Two medical students are heading to Eswatini (previously known as Swaziland) in southern Africa in July and will take with them equipment that has been donated by the James Paget University Hospital to support their work.


Fourth year University of East Anglia medical students Zoë Matthews and Aaron Carlisle have lined up their medical elective placements in the African country after deciding that they wanted to travel and to do something different. They secured the placement after Aaron emailed several hospitals on the continent and the Good Shepherd Hospital (GSH) in Eswatini quickly responded.  

Eswatini has no medical schools, so all doctors are trained abroad, but there is a College of Nursing at GSH. The college trains local people so they can gain their nursing qualifications and have good clinical skills – something that is particularly important as the hospital, and the country, has few doctors – an estimated one doctor per 30,000 people – and nurses are key to running services, particularly rural clinics, which are nurse-led. 

The hospital regularly accepts up to six international medical students at a time and when Aaron and Zoë asked what they might be able to bring with them to assist they were told that any manikins or demonstration models for airways or other techniques would be useful, as they would also be welcome to help with teaching the nurses too. 

Aaron and Zoë are currently on placements at the James Paget – Aaron in Paediatrics and Zoë in the Obstetrics and Gynaecology department – and they asked our education team for some advice about where this type of equipment could be purchased. 

The resuscitation team realised they had the perfect answer as our airways management training equipment had just been replaced, with the older kit destined for disposal. Now the airway head and airway adjuncts, along with other items, will go to a new home, with Zoë and Aaron being trained on the equipment before they leave so they can demonstrate how to use it correctly. They will then leave it with the college to help train more students.

Zoë, who has a medical research and training background at PhD level before starting her medical training, said; “We both wanted to see something completely different to the NHS and we wanted to travel so combining these for our medical elective seemed to make sense. We're so grateful for all the support we're receiving, particularly from the Resuscitation Service at the James Paget. We just asked for some advice and they've really generously donated exactly the kind of equipment that will make such a difference to the team we'll be working with at Good Shepherd.”

Zoë and Aaron are also carrying out other fundraising, including cake sales and coffee mornings, to raise money for more equipment. If you would like to support their efforts please visit;

Our photograph shows Zoë (left) and Aaron (right) being presented with the equipment by Andrew Rodrigues from our Resuscitation Service.

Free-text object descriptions
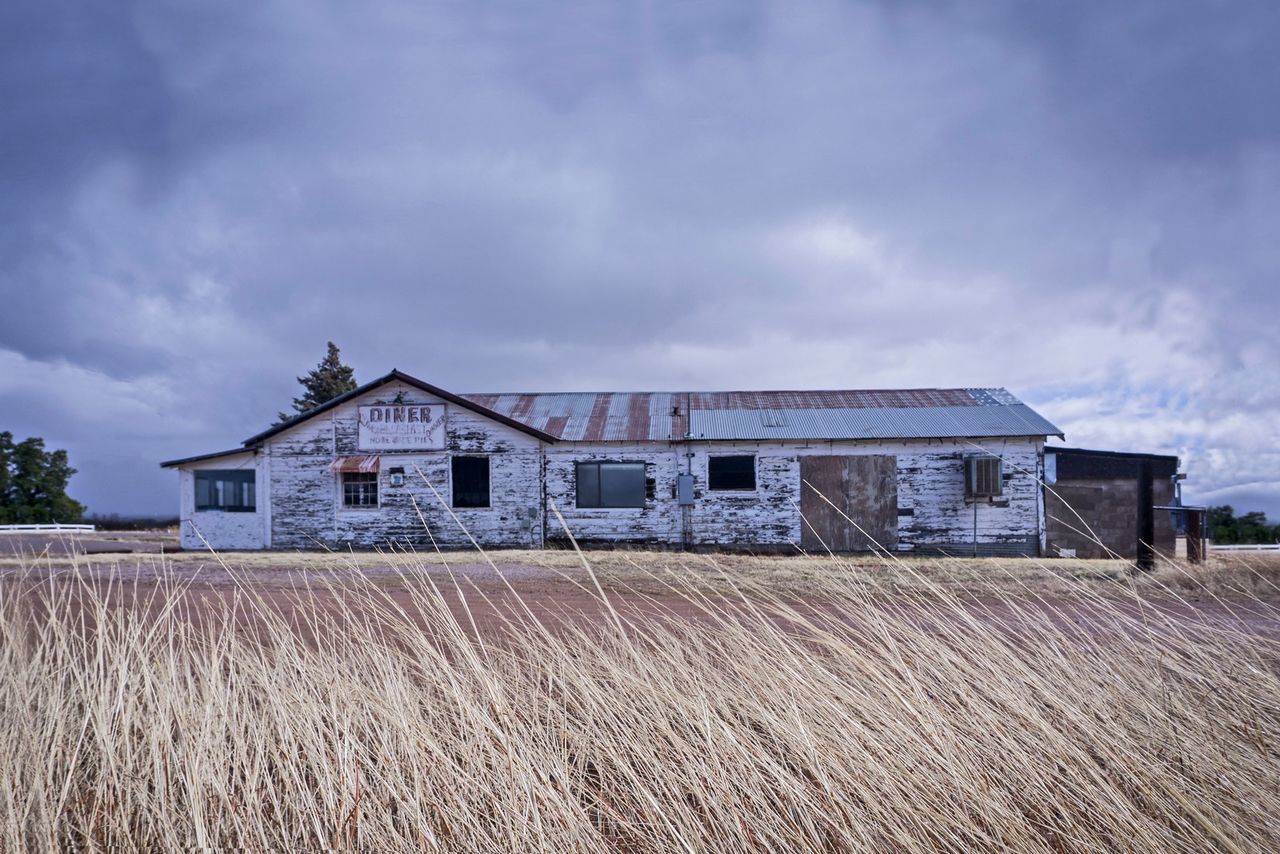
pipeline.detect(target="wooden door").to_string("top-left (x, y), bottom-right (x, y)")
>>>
top-left (800, 456), bottom-right (897, 553)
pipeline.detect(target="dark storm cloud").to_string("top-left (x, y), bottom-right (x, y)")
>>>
top-left (0, 0), bottom-right (1280, 512)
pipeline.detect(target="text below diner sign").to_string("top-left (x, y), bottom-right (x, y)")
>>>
top-left (358, 403), bottom-right (444, 451)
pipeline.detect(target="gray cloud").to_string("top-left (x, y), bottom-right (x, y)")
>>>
top-left (0, 1), bottom-right (1280, 516)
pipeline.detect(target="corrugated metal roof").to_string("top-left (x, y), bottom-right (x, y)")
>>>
top-left (463, 388), bottom-right (1061, 442)
top-left (691, 403), bottom-right (1059, 440)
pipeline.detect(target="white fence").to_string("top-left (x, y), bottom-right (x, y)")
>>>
top-left (0, 525), bottom-right (97, 534)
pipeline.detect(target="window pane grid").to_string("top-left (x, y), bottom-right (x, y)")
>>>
top-left (965, 457), bottom-right (1004, 498)
top-left (707, 455), bottom-right (755, 490)
top-left (195, 469), bottom-right (257, 513)
top-left (342, 471), bottom-right (378, 507)
top-left (577, 462), bottom-right (646, 508)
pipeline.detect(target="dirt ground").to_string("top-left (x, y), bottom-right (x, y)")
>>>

- [Problem 1]: According to the news story, roughly how many doctors does Eswatini have relative to its population?
- [Problem 2]: List every person named in the news story.

- [Result 1]: An estimated one doctor per 30,000 people.

- [Result 2]: Zoë Matthews, Aaron Carlisle, Andrew Rodrigues